§ Tujuan Tugas
Jawab pertanyaan berikut dari artikel tentang absennya Xi Jinping di KTT BRICS Brasil:
1. Pada hari dan tanggal berapa Kementerian Luar Negeri Tiongkok mengeluarkan konfirmasi resmi?
2. Mulai tahun berapa Rencana Lima Tahun ke-15 akan berlaku?
3. Berapa persen total PDB nominal BRICS yang disumbang Tiongkok saat ini?

Absennya Xi Jinping di KTT BRICS Brasil: Isyarat Prioritas Domestik dan Ujian Kepemimpinan Global

EKONOMI INTERNASIONAL

**PRADANAMEDIA / BEIJING — Presiden Tiongkok Xi Jinping dipastikan tidak akan menghadiri Konferensi Tingkat Tinggi (KTT) BRICS yang digelar di Rio de Janeiro, Brasil, pada Minggu (6/7). Ketidakhadiran ini menjadi yang pertama sejak Xi menjabat pada 2012, dan memicu berbagai spekulasi mengenai arah baru diplomasi Beijing serta dampaknya terhadap masa depan BRICS.

Konfirmasi resmi dikeluarkan oleh Kementerian Luar Negeri Tiongkok pada Selasa (1/7), dan segera menjadi perhatian global mengingat peran sentral Tiongkok dalam blok BRICS — kelompok ekonomi negara berkembang yang kian diposisikan sebagai penyeimbang kekuatan Barat.

“Mengingat pentingnya peran Tiongkok dalam BRICS, keputusan Presiden Xi untuk absen jelas memiliki implikasi negatif terhadap dinamika forum ini,” ujar Oliver Stuenkel, pengamat hubungan internasional dari Fundacao Getulio Vargas (FGV), Brasil, kepada CNA.

Fokus ke Dalam Negeri: Prioritas atau Kalkulasi Strategis?
Walaupun pemerintah Tiongkok tidak mengungkapkan alasan spesifik, sejumlah analis menyebut absennya Xi terkait tekanan domestik yang semakin meningkat. Dari krisis properti yang belum usai, lesunya konsumsi domestik, hingga ancaman tarif baru dari Amerika Serikat, Xi disebut tengah menghadapi tantangan besar di dalam negeri.

“Absennya Xi merefleksikan adanya prioritas internal yang lebih mendesak, dan mungkin juga penilaian bahwa KTT kali ini tidak akan memberi manfaat signifikan bagi posisi Tiongkok,” kata Chong Ja Ian, dosen ilmu politik dari National University of Singapore.

Selain itu, Tiongkok juga tengah menyusun Rencana Lima Tahun ke-15 yang akan berlaku mulai 2026. Sejak Mei 2025, Partai Komunis Tiongkok telah membuka konsultasi publik dan merancang peta jalan strategis nasional.

South China Morning Post mengutip sumber diplomatik yang menyebut bahwa perjalanan panjang ke Brasil serta pertemuan bilateral sebelumnya antara Xi dan Presiden Brasil Lula da Silva bisa menjadi alasan logistik dan politis dari ketidakhadiran ini.

Ketidakhadiran yang Mengurangi Kapasitas Tiongkok?
Sejak awal, Xi menjadi wajah utama BRICS dan pendorong utama ekspansi serta penguatan agenda kolektif. Kini dengan ketidakhadirannya, pengaruh langsung Tiongkok diyakini melemah. Tiongkok saat ini menyumbang sekitar 60 persen dari total PDB nominal BRICS, dan menjadi mitra dagang utama bagi banyak anggota.

§ Data yang Diberikan
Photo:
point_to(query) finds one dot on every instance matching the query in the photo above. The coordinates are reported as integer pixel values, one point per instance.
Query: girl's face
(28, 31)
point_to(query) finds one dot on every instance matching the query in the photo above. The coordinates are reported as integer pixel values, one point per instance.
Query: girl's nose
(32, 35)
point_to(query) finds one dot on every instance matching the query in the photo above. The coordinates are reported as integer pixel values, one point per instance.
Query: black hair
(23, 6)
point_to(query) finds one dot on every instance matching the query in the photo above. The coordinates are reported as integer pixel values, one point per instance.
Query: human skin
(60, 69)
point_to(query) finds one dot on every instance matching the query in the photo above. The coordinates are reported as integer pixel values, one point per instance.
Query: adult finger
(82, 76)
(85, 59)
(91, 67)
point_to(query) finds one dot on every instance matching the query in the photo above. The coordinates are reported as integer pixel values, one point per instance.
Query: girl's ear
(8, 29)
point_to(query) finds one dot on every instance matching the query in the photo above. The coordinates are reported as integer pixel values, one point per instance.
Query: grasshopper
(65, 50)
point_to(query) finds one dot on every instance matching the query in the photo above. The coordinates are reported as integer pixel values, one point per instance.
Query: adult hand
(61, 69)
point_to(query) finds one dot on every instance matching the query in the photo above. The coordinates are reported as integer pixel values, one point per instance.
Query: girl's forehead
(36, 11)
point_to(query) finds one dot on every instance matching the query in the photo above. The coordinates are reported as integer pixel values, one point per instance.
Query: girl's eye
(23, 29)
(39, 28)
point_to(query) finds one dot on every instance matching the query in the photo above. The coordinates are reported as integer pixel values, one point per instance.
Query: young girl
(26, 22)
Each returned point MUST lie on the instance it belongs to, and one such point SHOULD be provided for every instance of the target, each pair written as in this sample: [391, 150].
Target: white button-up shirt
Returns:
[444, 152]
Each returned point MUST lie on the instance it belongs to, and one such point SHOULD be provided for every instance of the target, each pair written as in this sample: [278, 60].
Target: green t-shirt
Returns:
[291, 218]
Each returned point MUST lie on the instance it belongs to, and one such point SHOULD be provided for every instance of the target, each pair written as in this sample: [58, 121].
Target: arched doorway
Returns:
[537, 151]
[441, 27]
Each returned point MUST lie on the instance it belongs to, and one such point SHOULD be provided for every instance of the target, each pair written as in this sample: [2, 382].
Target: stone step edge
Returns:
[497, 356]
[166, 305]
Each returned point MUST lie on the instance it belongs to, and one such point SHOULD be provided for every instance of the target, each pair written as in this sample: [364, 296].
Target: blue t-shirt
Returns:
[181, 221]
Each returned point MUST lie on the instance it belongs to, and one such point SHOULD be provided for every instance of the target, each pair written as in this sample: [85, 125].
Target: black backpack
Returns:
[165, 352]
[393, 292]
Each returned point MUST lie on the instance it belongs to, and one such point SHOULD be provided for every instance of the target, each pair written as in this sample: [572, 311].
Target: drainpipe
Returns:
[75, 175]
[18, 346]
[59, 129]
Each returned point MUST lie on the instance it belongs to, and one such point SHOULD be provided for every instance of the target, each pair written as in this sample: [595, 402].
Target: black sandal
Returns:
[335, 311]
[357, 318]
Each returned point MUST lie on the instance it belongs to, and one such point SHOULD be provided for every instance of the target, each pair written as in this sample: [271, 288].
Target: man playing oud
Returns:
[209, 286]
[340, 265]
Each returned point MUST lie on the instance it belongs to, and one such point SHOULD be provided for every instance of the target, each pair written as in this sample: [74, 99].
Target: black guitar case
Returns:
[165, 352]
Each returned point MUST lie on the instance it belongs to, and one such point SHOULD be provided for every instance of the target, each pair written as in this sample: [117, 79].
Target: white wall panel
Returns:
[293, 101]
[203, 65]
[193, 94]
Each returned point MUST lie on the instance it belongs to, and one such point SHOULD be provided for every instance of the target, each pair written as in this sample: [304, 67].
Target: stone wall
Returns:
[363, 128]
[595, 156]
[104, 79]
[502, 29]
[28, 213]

§ Soal Terjawab
1. Selasa (1/7).
2. 2026.
3. Sekitar 60 persen.